- Consignes -
[A] Pour chacune des affirmations suivantes, dites si elle est conforme à l'article sur Philippe Karsenty, en répondant par oui ou non et en citant mot pour mot le passage qui tranche. (i) Le présentateur de Fox News présente Karsenty comme conseiller municipal à Neuilly. (ii) Karsenty a 52 ans. (iii) Karsenty écrit régulièrement pour Causeur.
[B] Poursuivez l'article sur Philippe Karsenty à partir de l'endroit où il s'arrête.

En ce moment

    19/04/2019

    Même Fox News a trouvé qu’il racontait n’importe quoi

    Karsenty, l’élu conspi de Notre-Dame

    Par Christophe-Cécil Garnier

    Interrogé par Fox News, l’élu de Neuilly laisse entendre que l’incendie de Notre Dame ne serait pas accidentel. L’élu qui se revendique des Républicains, n’en est pas à son premier coup d’éclat. Portrait.

    Il est 8 heures 27 à Paris. Depuis presque deux heures, les flammes dévorent la cathédrale Notre-Dame. La flèche s’est écroulée une quarantaine de minutes plus tôt. Sur Fox News, l’animateur Shepard Smith interroge Philippe Karsenty, qu’il présente comme « un élu français », sans plus de détail. Il est conseiller municipal à Neuilly. « Bien qu’il n’y ait pas eu de morts, c’est un peu le 11 septembre français, commence l’homme. C’est un grand choc. Cette église était là pendant plus de 850 ans. Même les nazis n’ont pas osé la détruire. Et nous devons savoir que durant les dernières années, des églises sont vandalisées en France toutes les semaines. » Il est en roue libre :

    « Bien sûr, le politiquement correct va vouloir nous faire croire que c’est un accident… »

    Le commentateur de la chaîne américaine ultra-conservatrice le coupe. « Nous n’allons pas spéculer ici sur les causes que nous ne connaissons pas », intime-t-il. L’homme de 52 ans tente de répondre : « Je dis juste que nous devons être prêts… ». Avant d’être immédiatement remercié par le présentateur.

    Depuis, Philippe Karsenty enchaîne les interventions. En plateau sur CNews. Titillé par les journalistes de Quotidien. Causeur, dont il est un auteur régulier, lui offre une tribune sur son site web. Mais aussi sur des médias outre-Atlantique. Adhérent de la branche française du parti de Trump, il bénéficie d’une petite notoriété aux USA. « Je suis très souvent sur les médias, que ce soit Fox ou d’autre, lance-t-il. L’opération de Fox est grotesque car je n’ai même pas pu expliquer ce que je voulais. »

- Matériel fourni -

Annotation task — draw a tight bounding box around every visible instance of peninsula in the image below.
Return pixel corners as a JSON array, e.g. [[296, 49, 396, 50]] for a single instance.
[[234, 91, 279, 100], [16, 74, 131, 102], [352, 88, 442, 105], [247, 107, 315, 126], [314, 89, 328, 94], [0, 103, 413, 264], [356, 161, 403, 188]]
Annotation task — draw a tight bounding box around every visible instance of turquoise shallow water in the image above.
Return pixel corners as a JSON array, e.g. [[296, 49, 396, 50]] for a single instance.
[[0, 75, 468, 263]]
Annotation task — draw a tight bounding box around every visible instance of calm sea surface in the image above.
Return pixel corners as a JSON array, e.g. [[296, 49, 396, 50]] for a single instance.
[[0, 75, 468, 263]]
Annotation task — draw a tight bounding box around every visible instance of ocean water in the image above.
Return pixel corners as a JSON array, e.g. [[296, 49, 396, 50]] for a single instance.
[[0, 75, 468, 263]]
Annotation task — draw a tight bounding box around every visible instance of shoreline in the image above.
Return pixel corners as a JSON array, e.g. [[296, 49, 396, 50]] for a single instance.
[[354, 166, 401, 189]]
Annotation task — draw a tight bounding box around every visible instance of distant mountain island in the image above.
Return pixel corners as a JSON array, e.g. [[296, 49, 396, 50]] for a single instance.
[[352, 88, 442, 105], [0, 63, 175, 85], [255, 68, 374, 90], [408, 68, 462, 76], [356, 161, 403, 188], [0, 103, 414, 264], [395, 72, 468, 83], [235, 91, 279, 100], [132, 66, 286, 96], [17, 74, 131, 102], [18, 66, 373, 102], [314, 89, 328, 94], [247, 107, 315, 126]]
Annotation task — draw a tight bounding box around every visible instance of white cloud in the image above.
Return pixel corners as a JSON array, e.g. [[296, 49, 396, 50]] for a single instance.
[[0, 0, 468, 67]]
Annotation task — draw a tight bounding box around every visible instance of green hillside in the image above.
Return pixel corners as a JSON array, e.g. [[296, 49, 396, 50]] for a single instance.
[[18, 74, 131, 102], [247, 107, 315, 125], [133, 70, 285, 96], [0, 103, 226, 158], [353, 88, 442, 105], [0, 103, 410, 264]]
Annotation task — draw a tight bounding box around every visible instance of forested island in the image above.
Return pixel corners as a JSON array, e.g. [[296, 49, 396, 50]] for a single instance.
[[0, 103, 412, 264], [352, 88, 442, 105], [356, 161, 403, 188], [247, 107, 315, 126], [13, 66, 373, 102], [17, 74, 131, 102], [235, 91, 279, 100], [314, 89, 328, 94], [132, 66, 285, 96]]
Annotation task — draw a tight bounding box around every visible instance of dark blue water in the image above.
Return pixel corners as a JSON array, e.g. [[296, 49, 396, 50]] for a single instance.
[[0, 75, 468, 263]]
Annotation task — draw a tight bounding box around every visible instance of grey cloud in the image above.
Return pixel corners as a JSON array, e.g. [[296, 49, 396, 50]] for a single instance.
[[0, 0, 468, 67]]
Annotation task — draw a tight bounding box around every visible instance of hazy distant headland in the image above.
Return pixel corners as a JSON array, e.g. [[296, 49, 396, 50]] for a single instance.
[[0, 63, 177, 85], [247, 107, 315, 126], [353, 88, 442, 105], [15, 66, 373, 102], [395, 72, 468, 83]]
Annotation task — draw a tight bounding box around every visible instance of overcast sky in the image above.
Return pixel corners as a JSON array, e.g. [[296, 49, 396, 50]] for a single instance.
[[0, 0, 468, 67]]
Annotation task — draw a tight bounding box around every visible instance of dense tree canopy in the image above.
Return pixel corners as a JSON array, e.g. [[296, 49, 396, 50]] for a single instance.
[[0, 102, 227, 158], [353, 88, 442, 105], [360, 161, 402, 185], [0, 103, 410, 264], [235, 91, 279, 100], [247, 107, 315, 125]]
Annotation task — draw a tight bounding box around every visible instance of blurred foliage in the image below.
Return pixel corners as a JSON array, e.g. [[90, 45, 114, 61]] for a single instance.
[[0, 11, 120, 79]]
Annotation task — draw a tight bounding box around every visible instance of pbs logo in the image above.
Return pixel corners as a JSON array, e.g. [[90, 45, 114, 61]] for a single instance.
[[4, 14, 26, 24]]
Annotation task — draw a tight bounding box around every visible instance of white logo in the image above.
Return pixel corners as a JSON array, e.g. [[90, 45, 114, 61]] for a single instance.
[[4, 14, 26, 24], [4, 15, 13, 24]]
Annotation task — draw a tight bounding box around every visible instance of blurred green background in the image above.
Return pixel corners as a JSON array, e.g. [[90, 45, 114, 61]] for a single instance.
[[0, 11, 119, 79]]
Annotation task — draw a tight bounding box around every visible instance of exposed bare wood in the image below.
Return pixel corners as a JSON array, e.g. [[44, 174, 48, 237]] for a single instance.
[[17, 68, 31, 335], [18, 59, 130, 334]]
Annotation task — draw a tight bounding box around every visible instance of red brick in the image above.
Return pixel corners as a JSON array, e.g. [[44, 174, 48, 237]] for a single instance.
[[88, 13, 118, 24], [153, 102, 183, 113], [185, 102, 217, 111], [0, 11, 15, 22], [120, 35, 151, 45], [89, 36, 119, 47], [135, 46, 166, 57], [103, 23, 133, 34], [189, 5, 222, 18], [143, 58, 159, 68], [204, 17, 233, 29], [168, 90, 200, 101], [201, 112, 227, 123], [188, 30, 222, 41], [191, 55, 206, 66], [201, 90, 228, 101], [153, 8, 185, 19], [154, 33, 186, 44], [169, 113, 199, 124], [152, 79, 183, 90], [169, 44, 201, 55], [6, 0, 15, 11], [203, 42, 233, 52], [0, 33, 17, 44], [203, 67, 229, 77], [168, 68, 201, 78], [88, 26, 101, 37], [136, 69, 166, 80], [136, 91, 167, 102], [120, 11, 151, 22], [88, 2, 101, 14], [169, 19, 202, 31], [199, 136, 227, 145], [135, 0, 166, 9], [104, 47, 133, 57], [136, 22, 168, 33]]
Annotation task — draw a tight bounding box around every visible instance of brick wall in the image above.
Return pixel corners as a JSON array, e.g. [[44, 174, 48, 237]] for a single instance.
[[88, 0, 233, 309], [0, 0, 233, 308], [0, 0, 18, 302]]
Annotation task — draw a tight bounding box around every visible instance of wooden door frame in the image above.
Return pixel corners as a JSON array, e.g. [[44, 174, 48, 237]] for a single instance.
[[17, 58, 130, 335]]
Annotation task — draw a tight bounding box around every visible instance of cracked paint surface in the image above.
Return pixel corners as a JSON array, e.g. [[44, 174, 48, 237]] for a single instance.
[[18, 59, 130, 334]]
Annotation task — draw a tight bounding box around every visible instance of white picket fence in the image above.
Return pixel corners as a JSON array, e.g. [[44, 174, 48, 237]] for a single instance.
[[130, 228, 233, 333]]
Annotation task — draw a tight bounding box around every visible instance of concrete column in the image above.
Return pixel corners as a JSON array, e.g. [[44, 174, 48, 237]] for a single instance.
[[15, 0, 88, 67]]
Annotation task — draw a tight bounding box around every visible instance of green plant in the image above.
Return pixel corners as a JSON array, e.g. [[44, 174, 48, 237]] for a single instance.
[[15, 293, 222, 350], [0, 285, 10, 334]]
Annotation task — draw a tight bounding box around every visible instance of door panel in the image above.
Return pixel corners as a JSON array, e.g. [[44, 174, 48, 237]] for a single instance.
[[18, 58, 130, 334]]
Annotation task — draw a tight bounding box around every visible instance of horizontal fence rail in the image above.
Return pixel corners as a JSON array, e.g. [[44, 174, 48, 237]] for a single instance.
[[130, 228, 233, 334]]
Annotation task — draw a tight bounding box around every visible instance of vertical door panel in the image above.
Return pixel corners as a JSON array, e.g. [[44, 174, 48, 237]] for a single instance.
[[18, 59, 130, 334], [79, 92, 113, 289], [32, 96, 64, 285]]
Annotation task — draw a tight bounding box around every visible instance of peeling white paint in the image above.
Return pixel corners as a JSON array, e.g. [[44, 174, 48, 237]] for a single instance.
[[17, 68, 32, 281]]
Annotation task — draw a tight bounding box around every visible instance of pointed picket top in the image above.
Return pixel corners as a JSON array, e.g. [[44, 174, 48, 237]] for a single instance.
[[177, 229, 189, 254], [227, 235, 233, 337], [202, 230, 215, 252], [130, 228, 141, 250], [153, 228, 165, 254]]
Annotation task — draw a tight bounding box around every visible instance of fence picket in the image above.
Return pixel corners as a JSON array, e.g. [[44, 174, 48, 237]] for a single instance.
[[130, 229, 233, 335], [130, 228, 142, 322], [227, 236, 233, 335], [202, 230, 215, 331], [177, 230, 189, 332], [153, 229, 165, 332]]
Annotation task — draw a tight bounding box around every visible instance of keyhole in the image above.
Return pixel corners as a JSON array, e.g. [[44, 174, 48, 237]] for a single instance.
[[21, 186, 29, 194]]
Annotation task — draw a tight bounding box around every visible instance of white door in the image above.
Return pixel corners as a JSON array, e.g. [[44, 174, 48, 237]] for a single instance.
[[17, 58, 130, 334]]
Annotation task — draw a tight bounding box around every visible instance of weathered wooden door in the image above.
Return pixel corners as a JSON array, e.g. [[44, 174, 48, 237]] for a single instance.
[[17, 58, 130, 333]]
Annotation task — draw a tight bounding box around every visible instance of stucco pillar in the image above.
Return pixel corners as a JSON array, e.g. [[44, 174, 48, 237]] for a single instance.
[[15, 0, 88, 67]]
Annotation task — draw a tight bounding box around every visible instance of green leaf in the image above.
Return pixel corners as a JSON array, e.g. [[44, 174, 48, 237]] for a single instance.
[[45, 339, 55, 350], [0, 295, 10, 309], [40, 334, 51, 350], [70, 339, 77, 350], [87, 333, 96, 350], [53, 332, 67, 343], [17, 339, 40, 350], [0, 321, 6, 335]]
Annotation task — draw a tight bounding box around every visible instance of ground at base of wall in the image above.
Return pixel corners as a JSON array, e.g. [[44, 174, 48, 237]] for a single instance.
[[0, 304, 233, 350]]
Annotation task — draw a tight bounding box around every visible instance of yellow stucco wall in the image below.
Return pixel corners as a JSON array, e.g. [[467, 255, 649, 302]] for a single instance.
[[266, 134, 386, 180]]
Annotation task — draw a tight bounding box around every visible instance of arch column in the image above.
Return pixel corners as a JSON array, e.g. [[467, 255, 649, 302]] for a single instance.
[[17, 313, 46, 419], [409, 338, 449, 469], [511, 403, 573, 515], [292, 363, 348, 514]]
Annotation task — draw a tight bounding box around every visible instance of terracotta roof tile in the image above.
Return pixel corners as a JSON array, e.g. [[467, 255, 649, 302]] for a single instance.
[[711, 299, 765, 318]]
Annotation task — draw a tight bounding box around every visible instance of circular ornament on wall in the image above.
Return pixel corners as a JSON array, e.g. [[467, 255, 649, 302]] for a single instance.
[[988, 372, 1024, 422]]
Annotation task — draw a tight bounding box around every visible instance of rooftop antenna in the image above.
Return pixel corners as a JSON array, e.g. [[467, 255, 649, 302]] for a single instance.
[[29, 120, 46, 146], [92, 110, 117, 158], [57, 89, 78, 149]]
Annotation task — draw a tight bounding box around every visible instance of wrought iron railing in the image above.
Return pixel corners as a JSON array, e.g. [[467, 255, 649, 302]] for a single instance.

- Réponses -
[A]
(i) Non : « qu’il présente comme « un élu français », sans plus de détail »
(ii) Oui : « L’homme de 52 ans tente de répondre »
(iii) Oui : « Causeur, dont il est un auteur régulier »

[B]
    Avant de témoigner sur Fox News, il a entendu que le feu était parti en deux endroits, notamment sur LCI. Une théorie que les pompiers n’ont jamais confirmée. Restant sur cette mauvaise information, il ne comprend pas et n’est pas d’accord « avec le fait qu’on annonce tout de suite que l’origine du feu soit accidentelle. On n’en sait absolument rien, on n’a aucune information ». Le conseiller municipal de Neuilly va même jusqu’à dire qu’il y a eu une « vraie propagande, ou récit si on veut être moins agressif, [pour convaincre] que c’était accidentel ».

    https://backend.streetpress.com/sites/default/files/notre_dame_3.jpg

    L'incendie de Notre-Dame. / Crédits : Kiran Lorette

    Il persiste

    Sur Twitter, il publie l’extrait de son intervention coupée sur Fox News, avec la mention « Truth will come out », littéralement : « la vérité finira par sortir ». « Est ce que j’ai écrit que c’est un attentat et on le saura, ou que c’est un acte criminel ? Non, la vérité finira par sortir, rien de plus. On n’est pas obligé d’accepter le narratif des médias qui vous dit de penser comme il faut », s’emporte l’élu.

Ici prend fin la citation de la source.